Problems to work on =
1. In the article on home disinfection below, what two-step approach does the CDC advise for disinfecting hard surfaces against COVID-19?
2. Extend the article on home disinfection below, picking up after its last sentence.

Extract =
Written by SMH Senior Digital Communications Specialist Ann Key
When it comes to infection control, hospitals and other healthcare centers are well-prepared and well-practiced — with proven tools and protocols, and decades of experience in stopping the spread of infectious disease.
But what about our homes? How can we ensure they too are clean and safe from novel coronavirus?
Infection Control at Home
In addition to proper hand hygiene, the U.S. Centers for Disease Control and Prevention (CDC) recommends cleaning and disinfecting commonly touched surfaces in your home daily to reduce the potential spread of COVID-19.
No special, out-of-the-ordinary supplies are required, and you likely already have everything you need on hand: water, soap, gloves and disinfectant.
If possible, wear disposable gloves when cleaning your home or handling dirty laundry; toss the gloves in the trash as soon as you’re done. And always, always wash your hands after removing gloves. (By now, we should all be pros in practicing proper hand hygiene, but click here, if you need a refresher.)
Disinfecting Hard Surfaces
Frequently touched surfaces that should be disinfected include countertops, mirrors, doorknobs, light switches, your home telephone, and handles on sink faucets, toilets, microwaves, ovens and refrigerators. (Computers and personal electronics must also be cleaned; see below for related guidance.)
The CDC advises using a two-step approach for disinfecting hard surfaces against COVID-19: First, use soap and water to remove dirt and reduce germs; then knock out any remaining germs by applying a disinfectant.

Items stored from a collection
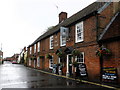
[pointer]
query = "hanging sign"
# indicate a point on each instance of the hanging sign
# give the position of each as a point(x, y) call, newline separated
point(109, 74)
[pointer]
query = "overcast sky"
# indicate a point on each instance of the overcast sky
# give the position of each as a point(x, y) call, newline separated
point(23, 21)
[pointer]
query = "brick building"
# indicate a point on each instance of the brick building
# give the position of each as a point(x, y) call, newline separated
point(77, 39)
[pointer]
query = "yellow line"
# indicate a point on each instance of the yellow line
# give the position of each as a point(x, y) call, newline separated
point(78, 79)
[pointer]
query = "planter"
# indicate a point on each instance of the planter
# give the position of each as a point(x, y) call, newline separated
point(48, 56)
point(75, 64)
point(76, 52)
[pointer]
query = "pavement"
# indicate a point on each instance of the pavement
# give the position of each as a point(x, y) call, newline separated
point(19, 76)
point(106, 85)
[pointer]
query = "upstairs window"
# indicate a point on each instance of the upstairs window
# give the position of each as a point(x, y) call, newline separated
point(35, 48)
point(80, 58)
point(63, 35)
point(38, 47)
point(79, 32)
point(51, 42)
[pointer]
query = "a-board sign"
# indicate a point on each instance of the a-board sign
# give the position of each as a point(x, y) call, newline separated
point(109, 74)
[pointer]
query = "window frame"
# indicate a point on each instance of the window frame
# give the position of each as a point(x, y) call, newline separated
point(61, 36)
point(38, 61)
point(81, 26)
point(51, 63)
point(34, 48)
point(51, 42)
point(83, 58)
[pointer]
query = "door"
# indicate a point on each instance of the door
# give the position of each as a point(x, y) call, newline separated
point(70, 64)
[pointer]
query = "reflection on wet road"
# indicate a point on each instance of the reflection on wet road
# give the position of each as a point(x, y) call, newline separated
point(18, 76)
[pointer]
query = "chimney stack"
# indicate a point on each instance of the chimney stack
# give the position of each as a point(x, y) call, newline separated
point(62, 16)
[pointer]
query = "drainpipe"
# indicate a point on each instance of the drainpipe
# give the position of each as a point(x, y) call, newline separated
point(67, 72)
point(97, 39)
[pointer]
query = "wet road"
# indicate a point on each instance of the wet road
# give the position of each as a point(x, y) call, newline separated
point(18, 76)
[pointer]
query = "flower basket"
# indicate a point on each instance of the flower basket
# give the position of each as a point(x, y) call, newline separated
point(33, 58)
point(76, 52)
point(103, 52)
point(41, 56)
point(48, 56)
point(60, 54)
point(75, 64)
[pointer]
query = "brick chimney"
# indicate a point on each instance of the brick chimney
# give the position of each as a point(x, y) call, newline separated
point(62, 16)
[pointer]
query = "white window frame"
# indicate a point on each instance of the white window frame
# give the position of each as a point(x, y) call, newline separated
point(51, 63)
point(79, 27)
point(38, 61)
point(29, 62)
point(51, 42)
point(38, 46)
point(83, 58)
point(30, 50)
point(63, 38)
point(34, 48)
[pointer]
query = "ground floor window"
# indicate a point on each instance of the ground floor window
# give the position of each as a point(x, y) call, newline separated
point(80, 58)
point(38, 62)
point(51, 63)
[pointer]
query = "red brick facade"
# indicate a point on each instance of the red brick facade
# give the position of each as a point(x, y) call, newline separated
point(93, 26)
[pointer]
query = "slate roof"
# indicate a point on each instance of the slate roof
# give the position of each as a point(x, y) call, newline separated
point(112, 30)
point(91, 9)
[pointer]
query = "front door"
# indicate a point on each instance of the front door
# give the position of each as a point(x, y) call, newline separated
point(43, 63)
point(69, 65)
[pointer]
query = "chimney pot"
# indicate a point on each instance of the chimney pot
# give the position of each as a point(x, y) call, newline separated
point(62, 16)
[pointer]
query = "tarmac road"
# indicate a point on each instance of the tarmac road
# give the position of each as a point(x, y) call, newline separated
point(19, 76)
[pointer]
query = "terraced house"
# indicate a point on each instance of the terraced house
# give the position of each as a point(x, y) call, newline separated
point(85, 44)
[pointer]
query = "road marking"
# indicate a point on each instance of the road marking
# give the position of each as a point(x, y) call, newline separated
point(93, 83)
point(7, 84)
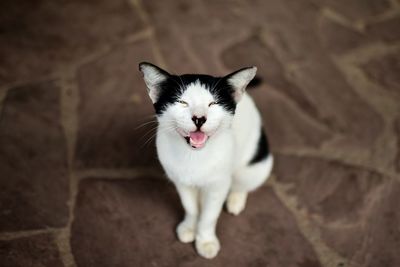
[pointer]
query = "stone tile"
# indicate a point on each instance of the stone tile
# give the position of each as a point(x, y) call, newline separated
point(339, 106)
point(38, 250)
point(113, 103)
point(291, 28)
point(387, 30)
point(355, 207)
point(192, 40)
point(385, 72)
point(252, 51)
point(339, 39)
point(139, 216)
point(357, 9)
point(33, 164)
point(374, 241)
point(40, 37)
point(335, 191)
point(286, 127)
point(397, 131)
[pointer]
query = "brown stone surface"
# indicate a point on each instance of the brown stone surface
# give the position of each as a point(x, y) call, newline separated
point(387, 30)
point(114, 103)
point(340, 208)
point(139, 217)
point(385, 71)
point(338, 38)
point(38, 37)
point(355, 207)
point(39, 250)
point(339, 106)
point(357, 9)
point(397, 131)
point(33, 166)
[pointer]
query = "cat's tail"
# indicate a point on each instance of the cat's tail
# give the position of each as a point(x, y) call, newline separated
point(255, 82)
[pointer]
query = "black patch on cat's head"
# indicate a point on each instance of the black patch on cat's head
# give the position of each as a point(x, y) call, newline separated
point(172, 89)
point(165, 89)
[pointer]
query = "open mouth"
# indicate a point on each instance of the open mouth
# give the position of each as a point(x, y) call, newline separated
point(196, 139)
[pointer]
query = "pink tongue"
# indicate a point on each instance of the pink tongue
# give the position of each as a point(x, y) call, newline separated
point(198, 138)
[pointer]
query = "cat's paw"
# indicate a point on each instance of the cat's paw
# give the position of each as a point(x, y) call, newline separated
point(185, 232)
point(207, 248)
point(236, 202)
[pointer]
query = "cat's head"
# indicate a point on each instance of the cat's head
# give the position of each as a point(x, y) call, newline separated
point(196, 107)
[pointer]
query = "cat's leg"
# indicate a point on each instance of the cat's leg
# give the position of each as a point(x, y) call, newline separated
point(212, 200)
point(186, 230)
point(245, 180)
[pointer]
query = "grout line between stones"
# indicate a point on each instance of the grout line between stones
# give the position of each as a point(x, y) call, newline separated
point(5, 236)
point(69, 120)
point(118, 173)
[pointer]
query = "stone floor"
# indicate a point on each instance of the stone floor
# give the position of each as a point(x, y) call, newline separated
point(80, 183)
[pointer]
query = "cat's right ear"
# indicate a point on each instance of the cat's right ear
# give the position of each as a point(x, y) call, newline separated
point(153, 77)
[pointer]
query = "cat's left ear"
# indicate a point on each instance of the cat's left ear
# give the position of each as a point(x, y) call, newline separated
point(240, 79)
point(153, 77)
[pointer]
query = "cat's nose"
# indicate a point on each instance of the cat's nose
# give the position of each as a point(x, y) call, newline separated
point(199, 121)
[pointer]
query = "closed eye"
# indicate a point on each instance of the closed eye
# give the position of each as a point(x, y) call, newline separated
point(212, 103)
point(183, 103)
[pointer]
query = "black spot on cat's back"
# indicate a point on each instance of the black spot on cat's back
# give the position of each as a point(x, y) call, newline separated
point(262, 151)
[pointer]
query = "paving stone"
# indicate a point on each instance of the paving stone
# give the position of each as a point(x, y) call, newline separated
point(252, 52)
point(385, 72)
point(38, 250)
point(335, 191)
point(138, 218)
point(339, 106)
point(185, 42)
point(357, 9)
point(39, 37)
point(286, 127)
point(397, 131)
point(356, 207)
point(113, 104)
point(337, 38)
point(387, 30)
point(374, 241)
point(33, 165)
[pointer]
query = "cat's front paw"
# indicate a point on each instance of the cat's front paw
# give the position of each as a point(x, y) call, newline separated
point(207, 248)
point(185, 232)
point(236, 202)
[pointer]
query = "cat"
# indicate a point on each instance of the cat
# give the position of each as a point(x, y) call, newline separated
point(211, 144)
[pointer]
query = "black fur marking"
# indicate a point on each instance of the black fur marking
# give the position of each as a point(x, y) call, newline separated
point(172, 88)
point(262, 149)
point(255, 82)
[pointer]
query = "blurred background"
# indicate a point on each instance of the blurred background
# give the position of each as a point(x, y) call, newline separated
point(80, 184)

Your responses =
1. First use soap and water to remove dirt and reduce germs, then apply a disinfectant to knock out any remaining germs.

2.
Choose a product from the U.S. Environmental Protection Agency’s list of disinfectants that meet EPA criteria for use against the virus that causes COVID-19; or use a common household disinfectant like bleach, ammonia, alcohol or cleaning agents containing any of these. Be sure to read the disinfectant’s label, and follow all instructions and precautions.
If bleach is all you have on hand, make a disinfectant solution by mixing 4 teaspoons of household bleach into 1 quart of water. Never mix bleach with ammonia or any other cleanser, as the mixture could produce toxic fumes.
Disinfecting Linens & Other Fabrics
When laundering linens, towels, clothes and other items, use the warmest possible water setting, dry the load completely and wash your hands after handling. Avoid shaking dirty laundry, and be sure to disinfect laundry hampers regularly. The CDC encourages wearing disposable gloves when washing laundry used by someone who’s sick.
Disinfecting Cloth Face Masks / Face Coverings
Fabric, reusable face coverings should be routinely washed, ideally after each use. Laundering them in the washing machine on the warmest possible water setting should be sufficient, according to the CDC.
Disinfecting Cellphones & Other Electronics
Some of the most frequently handled household items are cellphones, TV and stereo remote controls, computer keyboards, laptops, tablets and other touchscreen devices. Before disinfecting electronics, read the manufacturers' instructions for cleaning.
The CDC recommends using disinfecting wipes that are 70% alcohol to clean cellphones and similar devices. Wipe the device’s face, along the sides and the back, where you typically hold it. Let it air dry thoroughly, and wash your hands immediately when you're done.
For the latest updates on the COVID-19 pandemic, check the Centers for Disease Control and Prevention website. For more information and local COVID-19 coverage, click here.
As Sarasota Memorial's senior digital communications specialist, Ann Key manages the healthcare system's digital content offerings, including the Healthe-Matters blog and newsletter, and social media channels.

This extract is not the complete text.